Your copy should hold every record exactly and no images.

◆ Supplied data ◆
□ □ □
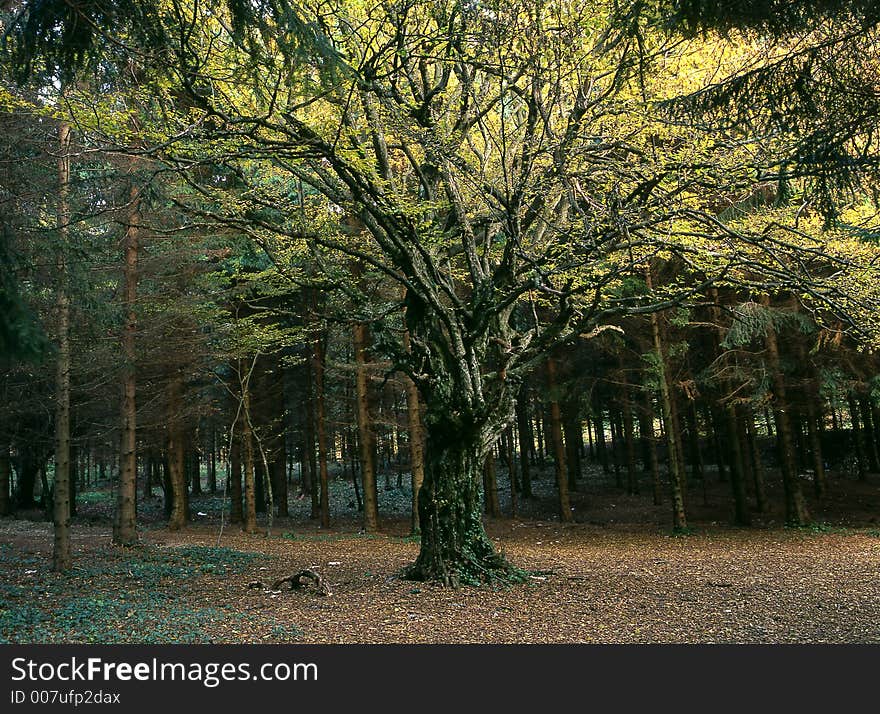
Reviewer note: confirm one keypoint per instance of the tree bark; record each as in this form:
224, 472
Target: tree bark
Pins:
416, 444
366, 437
247, 440
646, 433
61, 558
5, 494
524, 430
795, 508
490, 485
125, 522
235, 510
679, 519
558, 445
176, 454
321, 423
454, 548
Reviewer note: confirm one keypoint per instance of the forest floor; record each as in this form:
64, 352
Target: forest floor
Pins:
618, 576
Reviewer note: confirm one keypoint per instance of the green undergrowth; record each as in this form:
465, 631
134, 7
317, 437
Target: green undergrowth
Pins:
330, 537
137, 595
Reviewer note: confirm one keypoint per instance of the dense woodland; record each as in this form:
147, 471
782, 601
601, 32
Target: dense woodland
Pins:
469, 249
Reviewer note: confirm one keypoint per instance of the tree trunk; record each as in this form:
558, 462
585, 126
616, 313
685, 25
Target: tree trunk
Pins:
235, 510
416, 445
321, 423
310, 473
490, 485
124, 524
870, 443
61, 559
795, 508
455, 549
523, 426
558, 445
741, 515
757, 466
366, 438
247, 440
176, 454
212, 462
858, 437
646, 433
679, 520
5, 493
511, 471
571, 426
632, 480
820, 483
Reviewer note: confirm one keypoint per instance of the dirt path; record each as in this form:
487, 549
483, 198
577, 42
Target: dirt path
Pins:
608, 584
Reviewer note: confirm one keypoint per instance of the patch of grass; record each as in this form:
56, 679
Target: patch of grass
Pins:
157, 608
329, 537
821, 527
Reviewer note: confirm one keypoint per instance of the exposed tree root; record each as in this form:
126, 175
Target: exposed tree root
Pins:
298, 580
491, 569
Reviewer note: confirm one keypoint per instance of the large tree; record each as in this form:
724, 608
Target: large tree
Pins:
496, 161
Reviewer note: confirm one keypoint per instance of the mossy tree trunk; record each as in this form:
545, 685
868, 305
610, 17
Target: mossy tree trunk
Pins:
455, 549
366, 436
61, 558
176, 453
124, 523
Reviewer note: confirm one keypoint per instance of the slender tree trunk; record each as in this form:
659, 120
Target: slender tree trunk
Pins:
247, 440
416, 444
795, 508
212, 462
679, 520
5, 492
558, 445
321, 421
61, 558
490, 485
858, 437
632, 479
870, 443
176, 454
741, 515
310, 474
524, 429
511, 471
757, 466
124, 524
236, 514
820, 482
646, 432
366, 437
571, 425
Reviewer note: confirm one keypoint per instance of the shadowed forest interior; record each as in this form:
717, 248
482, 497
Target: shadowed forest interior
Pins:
307, 305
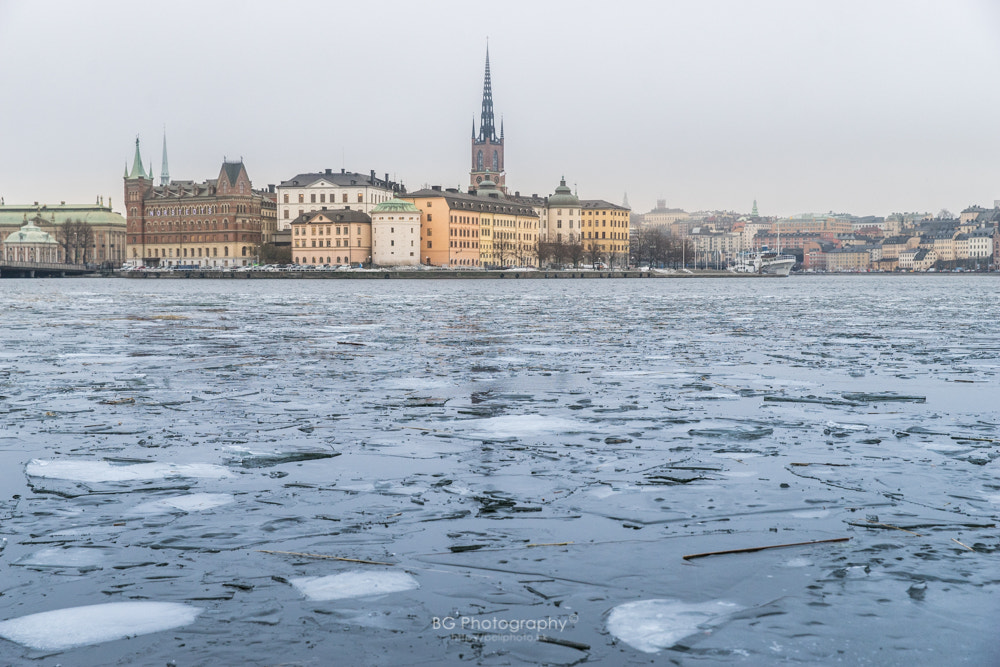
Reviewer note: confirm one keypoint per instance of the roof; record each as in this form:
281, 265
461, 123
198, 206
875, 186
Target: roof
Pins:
340, 179
232, 170
457, 200
94, 214
30, 234
601, 204
563, 196
396, 206
334, 215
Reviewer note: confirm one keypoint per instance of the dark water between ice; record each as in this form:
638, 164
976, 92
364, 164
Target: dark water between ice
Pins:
532, 458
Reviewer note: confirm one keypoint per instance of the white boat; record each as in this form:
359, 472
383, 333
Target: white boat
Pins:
764, 262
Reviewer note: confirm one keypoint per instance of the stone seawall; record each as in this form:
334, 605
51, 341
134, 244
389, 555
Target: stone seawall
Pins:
436, 274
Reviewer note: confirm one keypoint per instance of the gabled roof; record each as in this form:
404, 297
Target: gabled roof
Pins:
232, 171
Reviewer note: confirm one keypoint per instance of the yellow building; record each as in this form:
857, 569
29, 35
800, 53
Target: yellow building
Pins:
604, 228
335, 237
482, 230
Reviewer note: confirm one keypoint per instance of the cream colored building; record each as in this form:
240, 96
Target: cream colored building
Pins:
605, 228
562, 216
309, 192
332, 237
396, 234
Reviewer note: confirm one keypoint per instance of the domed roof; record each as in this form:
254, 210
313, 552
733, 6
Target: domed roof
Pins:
564, 196
396, 206
30, 234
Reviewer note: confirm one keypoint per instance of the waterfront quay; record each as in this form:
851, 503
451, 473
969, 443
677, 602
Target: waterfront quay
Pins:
□ □ □
◆ Result ◆
Reviewer note: confirm one keypoint per instance of the tree bark; record each as in this form:
224, 472
Target: tree bark
Pins:
416, 444
366, 437
247, 440
646, 433
61, 558
5, 494
524, 430
795, 508
490, 485
125, 522
235, 510
679, 519
558, 445
176, 454
321, 423
454, 548
Reviewer note: confirm one keypoint per instance of the forest floor; record each as in this form:
64, 352
Target: forest floor
Pins:
618, 576
Reviewer note: confirm one keypoint per instance of the green undergrowth; record each as in this form:
465, 631
134, 7
317, 437
Target: green undergrowth
Pins:
330, 537
137, 595
Reviewer note: confirm one keypoint per instance of the dense woodland; record each as in this form:
147, 471
782, 601
601, 32
Target: dense woodland
Pins:
469, 249
Reviewer note: confirm one keypoint per instance of the tree trunk; record each as in this form:
558, 462
585, 126
616, 313
685, 25
Target: tree trunk
Pins:
235, 510
416, 445
321, 423
310, 473
490, 485
124, 524
870, 443
61, 559
795, 508
455, 549
523, 426
558, 445
741, 515
757, 466
366, 438
247, 440
176, 454
212, 462
858, 437
646, 433
679, 520
5, 493
511, 471
571, 426
632, 480
820, 483
Reviewer note: confirm one keypoint per instance of the dirt path; record each as in this form:
487, 549
483, 198
577, 42
Target: dirt path
Pins:
608, 584
Reviewer note: confirm one keypoint per instance of the patch of grass; record each as in this form:
56, 679
Target: patch of grass
Pins:
157, 608
329, 537
821, 527
Reviewer note: confirm one keypoint per instance of the exposed tree root; record each as in this form:
126, 175
Target: exposed tree root
Pins:
298, 580
491, 569
Reviewer note: confirm one keypoint per instance of the large tree; record each as in this form:
724, 608
Target: large tree
Pins:
496, 161
Reviewer note: confirm one keypoint per instance of the mossy tree trunk; record each as in this form:
545, 685
868, 305
610, 17
Target: mossy tree trunk
Pins:
455, 549
366, 436
61, 558
176, 453
124, 523
Reviewer note: confirm one keypoint per instance of the slender tree trunk; record each as in this form:
659, 120
Target: slender tree trunk
Pins:
247, 440
416, 444
795, 508
212, 462
679, 520
5, 492
558, 445
321, 421
61, 558
490, 485
858, 437
632, 479
870, 443
176, 454
741, 515
310, 474
524, 429
511, 471
757, 466
124, 524
236, 514
820, 482
646, 432
366, 437
571, 425
Reviewer note: confirm one keypoint per instance of the shadowed forest interior; record each as in this form:
717, 248
482, 497
Target: shadowed forest interior
Pins:
307, 305
Reviewer note: confirm one keypoint per instance of the roof; record each as in this form:
281, 265
461, 123
198, 206
875, 186
Target: roof
Pins:
340, 179
232, 170
457, 200
94, 214
30, 234
601, 204
563, 196
396, 206
334, 215
Reviewer note: confirm one keypoint per instance of the dark water between ice; record each as in this form:
638, 164
976, 92
364, 164
Target: dark water between ice
Pins:
532, 458
Reviewer note: confirm one keypoint per instance of the white boat; record each as in this form:
359, 472
383, 333
Target: white boat
Pins:
764, 262
Reviewer note: confirm one keypoint per instance of the stone seawall; record each as in this form:
334, 605
51, 341
134, 244
389, 555
Target: stone seawall
Pins:
436, 274
Reviewer note: confirm one keypoint per instance of the gabled roof; record each as in this form:
404, 297
Target: gabled roof
Pins:
232, 171
Reviewer note: confirm one keypoint per instance of the yellow building; record each as in this form:
857, 569
29, 35
800, 53
Target: yellow building
Pins:
604, 228
335, 237
482, 230
Reviewer note: confirm one keypoint per instance of the cream colored building; record each as in this form:
240, 96
Target: cream colored building
Pins:
605, 228
562, 216
309, 192
332, 237
396, 234
Reviewer note: confirm one keypoint per instance of the domed roof; record each as in this form:
254, 210
313, 552
733, 6
Target: domed roof
Pins:
564, 196
396, 206
30, 234
Reviewer note: confirm one keypoint per instance of the waterfront quay; record each as in this form:
851, 503
451, 473
969, 443
677, 602
Target: waterfront quay
Pins:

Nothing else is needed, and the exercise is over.